- What needs to be done
Lines below containing the word "single" should be copied out.

- Natural language region descriptions

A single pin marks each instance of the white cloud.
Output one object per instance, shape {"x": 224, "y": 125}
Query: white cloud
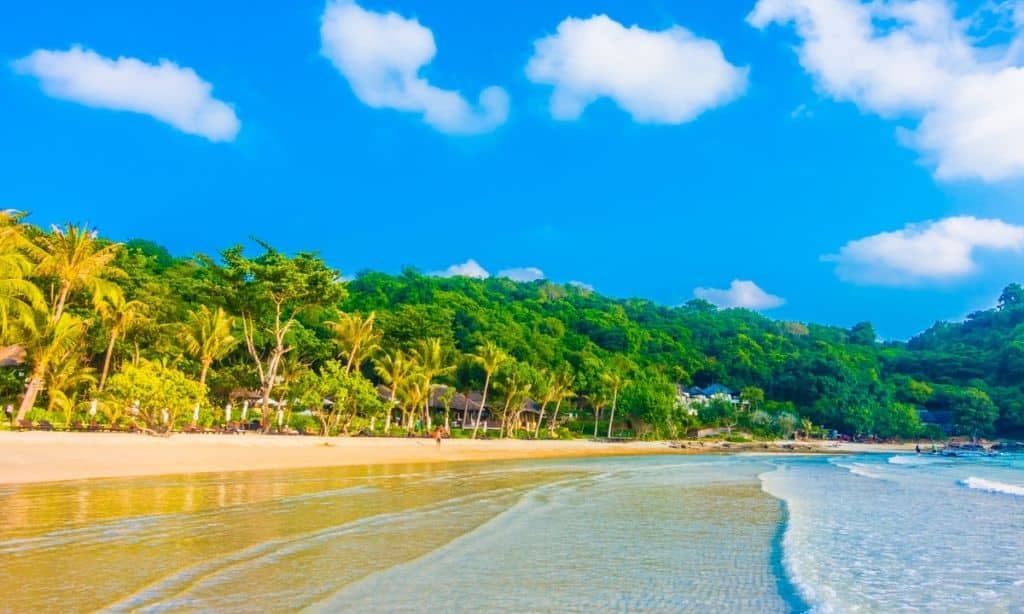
{"x": 173, "y": 94}
{"x": 528, "y": 273}
{"x": 582, "y": 286}
{"x": 381, "y": 55}
{"x": 739, "y": 294}
{"x": 470, "y": 268}
{"x": 668, "y": 77}
{"x": 914, "y": 59}
{"x": 932, "y": 251}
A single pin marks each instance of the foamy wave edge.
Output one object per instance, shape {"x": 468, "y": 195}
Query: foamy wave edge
{"x": 993, "y": 486}
{"x": 810, "y": 601}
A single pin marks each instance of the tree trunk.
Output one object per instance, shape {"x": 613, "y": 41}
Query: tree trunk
{"x": 61, "y": 300}
{"x": 506, "y": 422}
{"x": 351, "y": 358}
{"x": 204, "y": 369}
{"x": 31, "y": 391}
{"x": 390, "y": 408}
{"x": 540, "y": 419}
{"x": 554, "y": 417}
{"x": 107, "y": 359}
{"x": 614, "y": 401}
{"x": 483, "y": 401}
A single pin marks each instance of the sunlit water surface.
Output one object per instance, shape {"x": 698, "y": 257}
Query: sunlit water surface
{"x": 750, "y": 534}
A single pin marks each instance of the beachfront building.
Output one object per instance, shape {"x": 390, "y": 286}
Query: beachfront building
{"x": 692, "y": 397}
{"x": 943, "y": 419}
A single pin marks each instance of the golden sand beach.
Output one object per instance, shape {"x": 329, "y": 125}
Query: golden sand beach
{"x": 47, "y": 456}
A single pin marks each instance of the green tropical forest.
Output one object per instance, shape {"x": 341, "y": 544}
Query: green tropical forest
{"x": 128, "y": 336}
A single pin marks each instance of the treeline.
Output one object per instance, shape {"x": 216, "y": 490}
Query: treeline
{"x": 95, "y": 330}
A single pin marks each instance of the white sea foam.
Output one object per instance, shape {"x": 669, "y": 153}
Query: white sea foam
{"x": 861, "y": 470}
{"x": 907, "y": 459}
{"x": 993, "y": 486}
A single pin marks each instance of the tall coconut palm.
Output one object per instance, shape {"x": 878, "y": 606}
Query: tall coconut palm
{"x": 207, "y": 337}
{"x": 516, "y": 392}
{"x": 19, "y": 299}
{"x": 548, "y": 388}
{"x": 565, "y": 394}
{"x": 393, "y": 369}
{"x": 598, "y": 400}
{"x": 492, "y": 358}
{"x": 432, "y": 362}
{"x": 53, "y": 341}
{"x": 120, "y": 316}
{"x": 414, "y": 394}
{"x": 66, "y": 379}
{"x": 355, "y": 337}
{"x": 75, "y": 258}
{"x": 614, "y": 382}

- Solution for this problem
A single pin marks each instance of the white cloud.
A single pin marks each instance of the foamy wave edge.
A single pin marks each instance of the tree trunk.
A single pin marks each instance of the sunlit water surface.
A single pin marks each instance of the beachfront building.
A single pin marks each instance of the golden sand beach.
A single pin marks each instance of the green tropical forest.
A single pin marks each instance of the treeline.
A single pin marks each instance of the white sea foam.
A single pin marks each instance of the tall coconut palm.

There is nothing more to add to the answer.